Goal of the exercise:
Could you rewrite the part of the records that opens with the line containing "pixel 279 6." and runs through the end of the records, replacing "stem" with "stalk" and keeping everything else the same?
-.-.-
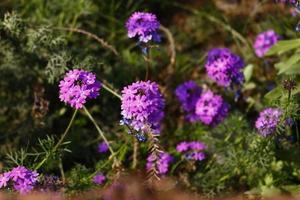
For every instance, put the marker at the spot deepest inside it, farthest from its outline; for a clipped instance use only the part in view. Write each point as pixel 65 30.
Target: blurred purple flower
pixel 188 94
pixel 192 150
pixel 99 179
pixel 211 108
pixel 268 120
pixel 182 146
pixel 77 87
pixel 102 147
pixel 264 41
pixel 23 179
pixel 224 67
pixel 4 179
pixel 161 164
pixel 144 26
pixel 142 106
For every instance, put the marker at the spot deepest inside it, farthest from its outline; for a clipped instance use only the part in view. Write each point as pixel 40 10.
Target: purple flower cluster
pixel 77 87
pixel 211 108
pixel 192 150
pixel 23 179
pixel 144 26
pixel 99 179
pixel 268 120
pixel 264 41
pixel 142 106
pixel 102 147
pixel 293 2
pixel 161 164
pixel 188 94
pixel 224 67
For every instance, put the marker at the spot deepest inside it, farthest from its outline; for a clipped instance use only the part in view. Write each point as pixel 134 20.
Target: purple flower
pixel 23 179
pixel 192 150
pixel 77 87
pixel 182 146
pixel 211 108
pixel 144 26
pixel 161 164
pixel 4 179
pixel 142 106
pixel 18 173
pixel 188 94
pixel 264 41
pixel 99 179
pixel 268 120
pixel 102 147
pixel 224 67
pixel 293 2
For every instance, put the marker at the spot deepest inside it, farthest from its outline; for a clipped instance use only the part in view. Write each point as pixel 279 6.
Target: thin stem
pixel 61 169
pixel 99 130
pixel 148 64
pixel 111 91
pixel 135 152
pixel 59 142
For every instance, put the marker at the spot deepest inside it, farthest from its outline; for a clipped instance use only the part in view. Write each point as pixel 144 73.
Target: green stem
-.-.-
Output for this task:
For every instance, put the marker at the spot deepest inside it, farthest from its outline; for a clipped instance use only the part in view. Write each point as pixel 279 6.
Target: thin stalk
pixel 61 169
pixel 99 130
pixel 148 64
pixel 111 91
pixel 135 152
pixel 59 142
For every instance, put the marker at the spot deepest inside it, farthest from its outline; for a clipped instance use only the part in view. Write each point as pixel 144 73.
Target: green stalk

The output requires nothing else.